The regulator’s order said that the company acknowledged revenue from ultracapacitor sales “prematurely” so as to better fulfill the expectations of analysts. Andrews is accused of inflating revenues through secret customer deals and by doctoring records to hide the scam from outside auditors, as well as company finance and accounting staff.

As part of his settlement, Andrews is barred for five years from taking on an officer or director role in a public company. Also settling charges against them related to this matter are ex-Maxwell CEO David Schramm, who will pay almost $80K in disgorgement and prejudgment interest, plus a penalty. Ex-Maxwell controller James DeWitt will pay a $20K penalty. The two men are accused of not doing an adequate enough job of addressing red flags indicating that misconduct may have been afoot. Ex-Maxwell CFO Kevin Royal has not been charged by the SEC with wrongdoing. However, he repaid the company the $135,800 in compensation he received during the time that the alleged accounting violations are said to have occurred.

# EXERCISE TASKS
a: In the Maxwell settlement passage, how many years is Andrews barred from serving as an officer or director of a public company?
b: Transcribe the Maxwell settlement passage starting at "As part of his" and ending at "to have occurred.".
The listing after this passage is separate material with no connection to it.

# DATASET EXCERPT
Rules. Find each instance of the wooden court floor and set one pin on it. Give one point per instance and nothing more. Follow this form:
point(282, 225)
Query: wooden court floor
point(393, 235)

# RESULTS IN ORDER
a: Five years.

b:
As part of his settlement, Andrews is barred for five years from taking on an officer or director role in a public company. Also settling charges against them related to this matter are ex-Maxwell CEO David Schramm, who will pay almost $80K in disgorgement and prejudgment interest, plus a penalty. Ex-Maxwell controller James DeWitt will pay a $20K penalty. The two men are accused of not doing an adequate enough job of addressing red flags indicating that misconduct may have been afoot. Ex-Maxwell CFO Kevin Royal has not been charged by the SEC with wrongdoing. However, he repaid the company the $135,800 in compensation he received during the time that the alleged accounting violations are said to have occurred.